»»
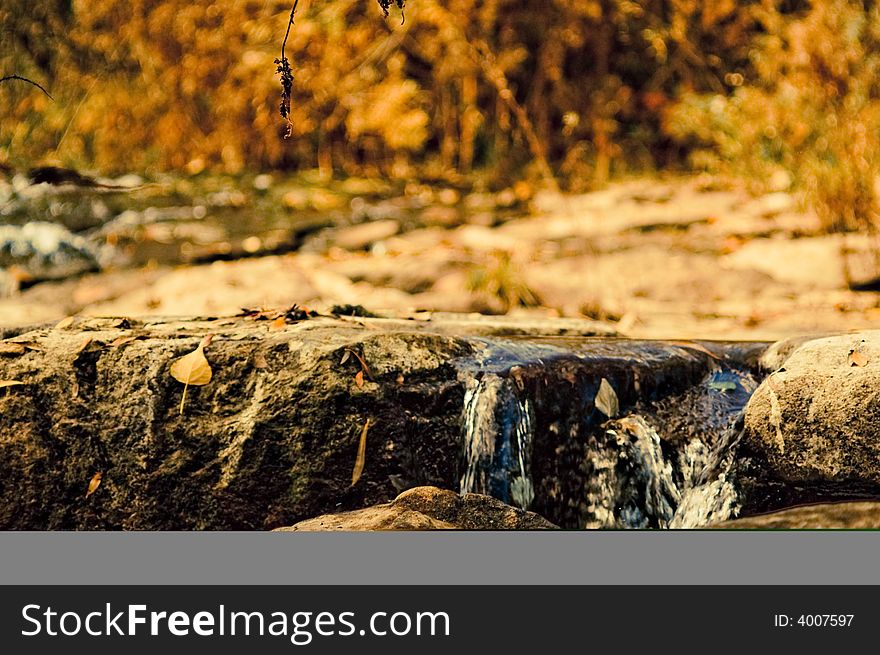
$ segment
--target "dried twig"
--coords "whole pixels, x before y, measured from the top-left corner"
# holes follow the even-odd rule
[[[37,87],[40,91],[42,91],[43,93],[45,93],[46,96],[49,98],[49,100],[52,100],[52,101],[55,100],[55,98],[52,97],[52,94],[49,93],[48,91],[46,91],[46,89],[44,89],[44,88],[42,87],[42,85],[38,84],[37,82],[34,82],[33,80],[29,80],[29,79],[26,78],[26,77],[22,77],[21,75],[7,75],[6,77],[0,77],[0,82],[9,82],[9,81],[12,81],[12,80],[18,80],[18,81],[20,81],[20,82],[27,82],[28,84],[33,84],[33,85],[34,85],[35,87]]]
[[[284,54],[284,48],[287,46],[287,38],[290,36],[290,28],[293,27],[293,17],[296,14],[296,6],[299,0],[293,3],[293,9],[290,10],[290,20],[287,21],[287,32],[284,34],[284,41],[281,43],[281,59],[276,59],[278,64],[277,73],[281,74],[281,106],[278,108],[281,118],[287,121],[287,132],[284,138],[287,139],[293,132],[293,123],[290,120],[290,95],[293,93],[293,71],[290,68],[290,61]]]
««
:: Task goal ::
An exact transcription of the records above is needed, with no pictures included.

:: Answer for this exercise ::
$ segment
--target "dried twig"
--coords "whole pixels, x before y, measured from the top-left corner"
# holes follow the even-odd rule
[[[37,87],[40,91],[42,91],[43,93],[45,93],[46,96],[49,98],[49,100],[52,100],[52,101],[55,100],[55,98],[52,97],[52,94],[49,93],[48,91],[46,91],[46,89],[44,89],[44,88],[42,87],[42,85],[38,84],[37,82],[34,82],[33,80],[29,80],[29,79],[26,78],[26,77],[22,77],[21,75],[7,75],[6,77],[0,77],[0,82],[9,82],[9,81],[12,81],[12,80],[18,80],[18,81],[20,81],[20,82],[27,82],[28,84],[33,84],[33,85],[34,85],[35,87]]]
[[[284,54],[284,48],[287,46],[287,38],[290,36],[290,28],[293,27],[293,17],[296,14],[296,6],[299,0],[293,3],[293,9],[290,10],[290,20],[287,21],[287,32],[284,34],[284,41],[281,43],[281,59],[276,59],[278,64],[277,73],[281,74],[281,106],[278,108],[281,118],[287,121],[287,132],[284,138],[287,139],[293,132],[293,123],[290,120],[290,95],[293,93],[293,71],[290,68],[290,61]]]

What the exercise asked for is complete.